◆ Passage provided:
Tuesday, October 31, 2006

Waxman Plans Tougher Oversight Of Companies


WASHINGTON -- California Rep. Henry Waxman, the vocal corporate critic slated to run a powerful committee if Democrats win the House, said he would aggressively expand oversight of many large industries -- with a focus on drug prices, oil-company profits and Halliburton Co.'s contracting work in Iraq.
In an interview, Rep. Waxman, the senior minority member of the House Government Reform Committee, said he also would boost oversight of the Bush administration, along with "waste, fraud and abuse" across the federal government -- especially rebuilding efforts in Iraq and the Hurricane Katrina-ravaged Gulf Coast. The committee has extensive -- and vaguely defined -- oversight responsibilities covering broad swaths of corporate America and the government, and the chairman has the power to issue subpoenas, compel testimony and call hearings.

Of particular concern, Mr. Waxman said, would be rooting out what he called "profiteering." His aides define the term broadly enough that it encompasses Iraq contracting, the massive growth in homeland security expenditures, pharmaceutical prices and soaring oil-industry profits. Probes into prices and profits could prove controversial, however, because the government itself has never been able to define precisely what constitutes price-gouging or profiteering.

◆ Questions:
1. In the Waxman article, which committee is Waxman the senior minority member of?
2. Copy the part of the Waxman article that begins at the words "Tuesday, October 31, 2006" and ends after the words "work in Iraq.".
3. Carry on writing the Waxman article, picking up after its final sentence.

Records from a dataset

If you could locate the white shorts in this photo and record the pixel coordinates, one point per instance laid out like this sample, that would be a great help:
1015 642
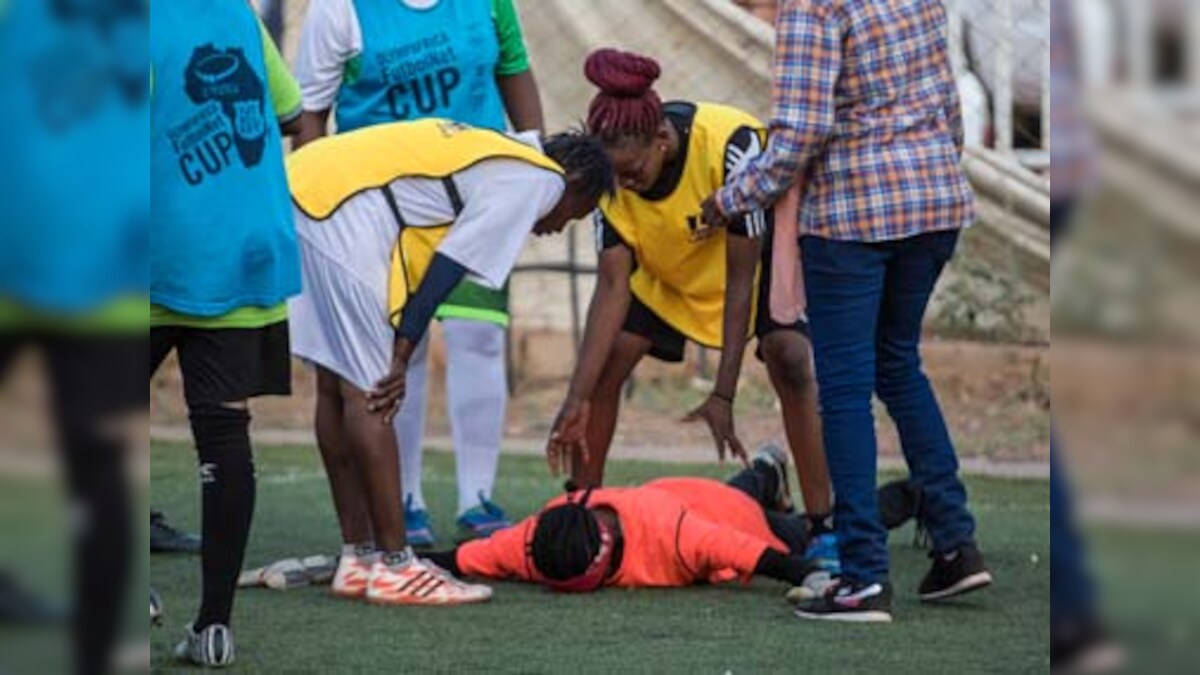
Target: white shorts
340 322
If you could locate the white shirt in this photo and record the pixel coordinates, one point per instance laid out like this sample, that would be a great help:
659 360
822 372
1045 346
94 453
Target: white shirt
502 198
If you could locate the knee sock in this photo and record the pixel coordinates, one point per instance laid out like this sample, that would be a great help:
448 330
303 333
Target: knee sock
411 426
478 393
103 543
227 484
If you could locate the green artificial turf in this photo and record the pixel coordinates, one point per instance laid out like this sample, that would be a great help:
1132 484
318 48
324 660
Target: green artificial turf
528 629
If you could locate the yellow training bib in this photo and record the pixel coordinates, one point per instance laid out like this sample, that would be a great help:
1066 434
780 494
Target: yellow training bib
681 273
327 173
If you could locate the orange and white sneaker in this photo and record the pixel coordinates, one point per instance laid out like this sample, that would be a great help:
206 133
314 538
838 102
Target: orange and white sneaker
352 577
420 583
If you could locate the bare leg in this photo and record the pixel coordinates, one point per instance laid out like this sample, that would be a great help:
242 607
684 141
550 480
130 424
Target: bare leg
627 352
372 444
345 483
790 366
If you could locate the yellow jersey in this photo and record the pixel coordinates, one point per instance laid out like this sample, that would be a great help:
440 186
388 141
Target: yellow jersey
681 272
327 173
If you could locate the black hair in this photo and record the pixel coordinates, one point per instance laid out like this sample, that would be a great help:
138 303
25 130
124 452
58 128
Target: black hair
565 541
585 161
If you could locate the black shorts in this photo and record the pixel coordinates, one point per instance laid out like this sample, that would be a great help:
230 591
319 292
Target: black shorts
222 365
667 342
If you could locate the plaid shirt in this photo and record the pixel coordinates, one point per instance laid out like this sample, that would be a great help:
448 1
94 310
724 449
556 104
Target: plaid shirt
1072 166
867 114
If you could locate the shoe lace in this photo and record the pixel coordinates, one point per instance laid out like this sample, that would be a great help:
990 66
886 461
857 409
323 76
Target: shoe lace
490 507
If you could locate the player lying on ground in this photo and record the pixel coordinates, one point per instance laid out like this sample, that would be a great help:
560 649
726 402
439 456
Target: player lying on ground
665 278
665 533
390 219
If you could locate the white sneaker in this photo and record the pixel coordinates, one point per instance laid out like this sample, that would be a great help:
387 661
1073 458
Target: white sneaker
352 577
419 583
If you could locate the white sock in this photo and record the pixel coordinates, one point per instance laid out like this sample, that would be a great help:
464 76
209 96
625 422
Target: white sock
478 393
409 425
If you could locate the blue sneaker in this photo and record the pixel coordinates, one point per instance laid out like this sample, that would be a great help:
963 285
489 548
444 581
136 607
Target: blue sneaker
483 521
822 553
418 527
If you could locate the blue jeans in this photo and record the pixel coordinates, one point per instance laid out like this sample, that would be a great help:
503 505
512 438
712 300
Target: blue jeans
867 303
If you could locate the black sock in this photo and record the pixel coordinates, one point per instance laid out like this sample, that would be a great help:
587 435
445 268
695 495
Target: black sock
227 482
103 543
820 524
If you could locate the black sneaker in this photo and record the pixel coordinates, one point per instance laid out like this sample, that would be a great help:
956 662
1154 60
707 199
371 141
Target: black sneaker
1084 646
958 572
165 538
861 603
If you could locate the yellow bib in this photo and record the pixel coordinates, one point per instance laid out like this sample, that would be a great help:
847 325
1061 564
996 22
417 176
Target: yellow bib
327 173
681 274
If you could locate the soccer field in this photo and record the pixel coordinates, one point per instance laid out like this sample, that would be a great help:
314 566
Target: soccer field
528 629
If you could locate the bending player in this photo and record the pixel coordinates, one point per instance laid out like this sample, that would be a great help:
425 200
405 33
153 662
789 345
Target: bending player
391 219
665 278
670 532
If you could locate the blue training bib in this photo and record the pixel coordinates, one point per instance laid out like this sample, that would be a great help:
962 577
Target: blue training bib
418 64
222 234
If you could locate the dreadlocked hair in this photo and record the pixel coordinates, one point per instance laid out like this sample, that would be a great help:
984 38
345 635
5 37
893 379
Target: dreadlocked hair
627 105
565 541
588 167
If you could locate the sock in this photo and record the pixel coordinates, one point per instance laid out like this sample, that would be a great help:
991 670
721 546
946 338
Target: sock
227 482
409 426
363 550
399 560
103 544
820 524
478 392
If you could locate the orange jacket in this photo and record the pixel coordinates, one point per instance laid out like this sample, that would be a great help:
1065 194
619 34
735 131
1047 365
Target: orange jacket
677 532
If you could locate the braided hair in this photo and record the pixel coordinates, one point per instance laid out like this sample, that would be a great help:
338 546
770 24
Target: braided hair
585 161
627 103
565 541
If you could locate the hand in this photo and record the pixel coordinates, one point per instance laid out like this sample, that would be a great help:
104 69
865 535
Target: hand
389 393
718 412
712 214
568 435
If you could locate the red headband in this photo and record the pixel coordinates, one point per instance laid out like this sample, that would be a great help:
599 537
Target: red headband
597 572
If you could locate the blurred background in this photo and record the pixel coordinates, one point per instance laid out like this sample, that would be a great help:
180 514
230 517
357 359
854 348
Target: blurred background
1125 311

◆ Answers provided:
1. The House Government Reform Committee.

2.
Tuesday, October 31, 2006

Waxman Plans Tougher Oversight Of Companies


WASHINGTON -- California Rep. Henry Waxman, the vocal corporate critic slated to run a powerful committee if Democrats win the House, said he would aggressively expand oversight of many large industries -- with a focus on drug prices, oil-company profits and Halliburton Co.'s contracting work in Iraq.

3.
In discussing his goals, Mr. Waxman is touching on many of the hot-button issues being aired both in the campaign and behind the scenes among Democrats. The party has been debating how much to spotlight what could be controversial actions before voters go to the polls, or how much to stick to more general policy slogans. Republicans already have begun trying to cast Mr. Waxman as a partisan who would abuse his investigative powers. More on the story.

Way to go Mr. Waxman!

1 comment:

airJackie said...

Ollie North did it now Cheney. Cheney better be carefull of the people he has doing the work, if they don't really shread all the criminal info he might end up with a paper trail. History always has a way of repeating itself.